What the exercise asks — Below are records; how many of their lines contain "white"? Give the number and no other words.

Data entries

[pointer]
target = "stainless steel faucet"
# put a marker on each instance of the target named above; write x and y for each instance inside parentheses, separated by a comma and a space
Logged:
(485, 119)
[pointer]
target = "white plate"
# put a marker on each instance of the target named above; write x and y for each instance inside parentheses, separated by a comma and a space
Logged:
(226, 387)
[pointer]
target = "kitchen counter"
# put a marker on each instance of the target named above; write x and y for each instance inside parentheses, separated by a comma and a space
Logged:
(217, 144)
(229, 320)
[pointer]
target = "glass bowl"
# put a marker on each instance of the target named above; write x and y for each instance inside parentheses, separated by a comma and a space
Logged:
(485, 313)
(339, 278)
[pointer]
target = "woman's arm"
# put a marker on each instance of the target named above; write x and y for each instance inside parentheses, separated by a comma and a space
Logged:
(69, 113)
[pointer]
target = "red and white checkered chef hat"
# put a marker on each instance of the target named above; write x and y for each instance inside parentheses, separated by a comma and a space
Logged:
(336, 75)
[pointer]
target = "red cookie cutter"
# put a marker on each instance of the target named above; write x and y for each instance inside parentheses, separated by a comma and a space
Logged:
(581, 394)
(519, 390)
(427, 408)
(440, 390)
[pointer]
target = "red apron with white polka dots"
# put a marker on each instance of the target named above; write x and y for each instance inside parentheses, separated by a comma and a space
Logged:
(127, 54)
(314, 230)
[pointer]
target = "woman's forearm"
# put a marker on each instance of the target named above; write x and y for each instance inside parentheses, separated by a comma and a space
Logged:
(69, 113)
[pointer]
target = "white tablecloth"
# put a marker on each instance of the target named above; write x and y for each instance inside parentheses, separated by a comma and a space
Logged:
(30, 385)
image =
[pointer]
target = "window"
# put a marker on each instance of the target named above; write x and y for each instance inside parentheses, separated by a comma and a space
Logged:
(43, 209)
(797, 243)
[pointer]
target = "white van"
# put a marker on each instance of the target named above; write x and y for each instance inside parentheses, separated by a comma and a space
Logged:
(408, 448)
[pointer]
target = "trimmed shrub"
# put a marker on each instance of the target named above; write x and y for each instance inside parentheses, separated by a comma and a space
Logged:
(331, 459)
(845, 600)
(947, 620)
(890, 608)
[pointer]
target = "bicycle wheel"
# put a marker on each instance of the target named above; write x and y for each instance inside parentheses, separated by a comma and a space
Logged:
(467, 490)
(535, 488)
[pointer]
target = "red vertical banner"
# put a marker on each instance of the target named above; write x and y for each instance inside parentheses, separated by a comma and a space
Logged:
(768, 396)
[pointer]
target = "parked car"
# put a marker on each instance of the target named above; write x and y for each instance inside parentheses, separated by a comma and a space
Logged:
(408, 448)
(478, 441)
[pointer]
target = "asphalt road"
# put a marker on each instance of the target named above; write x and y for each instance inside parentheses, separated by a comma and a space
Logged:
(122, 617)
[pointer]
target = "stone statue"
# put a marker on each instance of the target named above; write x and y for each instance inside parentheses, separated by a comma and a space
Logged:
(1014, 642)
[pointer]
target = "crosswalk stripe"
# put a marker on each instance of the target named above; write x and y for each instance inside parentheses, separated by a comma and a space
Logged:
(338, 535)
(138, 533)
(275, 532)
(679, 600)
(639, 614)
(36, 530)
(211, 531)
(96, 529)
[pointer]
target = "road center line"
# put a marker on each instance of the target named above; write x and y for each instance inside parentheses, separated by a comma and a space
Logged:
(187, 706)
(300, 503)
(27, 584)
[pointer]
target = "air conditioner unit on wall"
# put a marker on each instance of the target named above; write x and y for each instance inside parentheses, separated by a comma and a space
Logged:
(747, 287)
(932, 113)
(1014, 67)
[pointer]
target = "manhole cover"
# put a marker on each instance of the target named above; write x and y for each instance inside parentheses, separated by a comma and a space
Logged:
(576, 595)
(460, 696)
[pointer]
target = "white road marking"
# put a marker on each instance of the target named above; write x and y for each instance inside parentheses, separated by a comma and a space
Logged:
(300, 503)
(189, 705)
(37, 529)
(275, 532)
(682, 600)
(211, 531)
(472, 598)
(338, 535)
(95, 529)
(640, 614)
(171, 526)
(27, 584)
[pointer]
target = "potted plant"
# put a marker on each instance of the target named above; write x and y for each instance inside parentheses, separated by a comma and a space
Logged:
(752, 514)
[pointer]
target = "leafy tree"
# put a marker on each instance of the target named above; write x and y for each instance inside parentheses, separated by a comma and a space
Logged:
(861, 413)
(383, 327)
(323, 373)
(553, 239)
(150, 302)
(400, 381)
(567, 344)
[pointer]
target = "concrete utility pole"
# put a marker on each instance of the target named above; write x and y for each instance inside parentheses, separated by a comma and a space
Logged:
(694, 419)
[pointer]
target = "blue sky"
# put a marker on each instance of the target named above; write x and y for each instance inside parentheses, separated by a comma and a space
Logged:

Answer to this task — 6